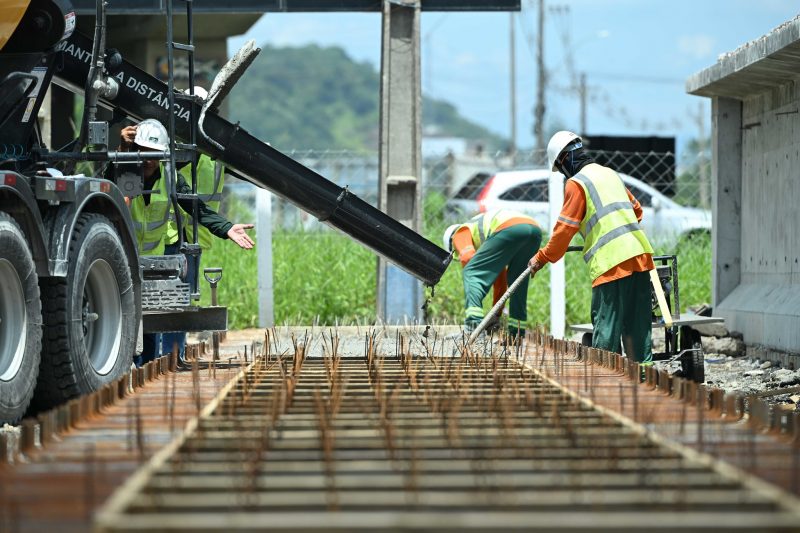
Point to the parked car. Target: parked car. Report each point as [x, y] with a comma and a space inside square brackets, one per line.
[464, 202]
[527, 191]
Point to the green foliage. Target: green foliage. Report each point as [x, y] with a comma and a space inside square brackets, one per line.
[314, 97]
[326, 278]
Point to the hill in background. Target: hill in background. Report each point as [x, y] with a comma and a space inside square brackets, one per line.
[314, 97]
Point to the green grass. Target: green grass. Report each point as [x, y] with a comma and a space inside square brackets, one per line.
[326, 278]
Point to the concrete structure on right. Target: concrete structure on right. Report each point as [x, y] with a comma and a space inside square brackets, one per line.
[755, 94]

──────────────────────────────

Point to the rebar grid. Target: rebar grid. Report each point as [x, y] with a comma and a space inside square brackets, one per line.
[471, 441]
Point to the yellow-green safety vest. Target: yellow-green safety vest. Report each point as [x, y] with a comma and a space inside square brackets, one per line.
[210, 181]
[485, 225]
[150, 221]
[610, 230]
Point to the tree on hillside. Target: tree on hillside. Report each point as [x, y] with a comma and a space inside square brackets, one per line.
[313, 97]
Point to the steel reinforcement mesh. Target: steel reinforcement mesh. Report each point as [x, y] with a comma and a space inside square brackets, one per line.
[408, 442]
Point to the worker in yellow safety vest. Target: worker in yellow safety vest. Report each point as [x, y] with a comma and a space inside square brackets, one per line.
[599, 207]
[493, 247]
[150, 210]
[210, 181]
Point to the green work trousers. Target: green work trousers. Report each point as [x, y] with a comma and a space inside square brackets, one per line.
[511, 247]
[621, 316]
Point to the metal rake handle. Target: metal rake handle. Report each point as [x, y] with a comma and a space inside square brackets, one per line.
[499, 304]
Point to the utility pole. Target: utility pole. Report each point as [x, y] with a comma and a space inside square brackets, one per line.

──────────────────────────────

- _ACTIVITY_:
When you reach the line with "Point to the green work" in the records above, start writing out lines exactly, and stop once the line with "Point to the utility" has been written; include nothing else.

- _RESPONSE TO THE EXERCISE_:
Point to the green work trousers. Target: green work trousers. Report each point as [x, y] with a comma and a space inside square brackets, one per line.
[511, 247]
[621, 316]
Point to the metal rake handle. Target: metal rake handle. Report each point as [x, y] with a comma and a space inside square brackets, one per line.
[499, 304]
Point to the utility pole. Target: utility pole. Report each point as [x, y] with a comma and a space inside square brackets, one per line.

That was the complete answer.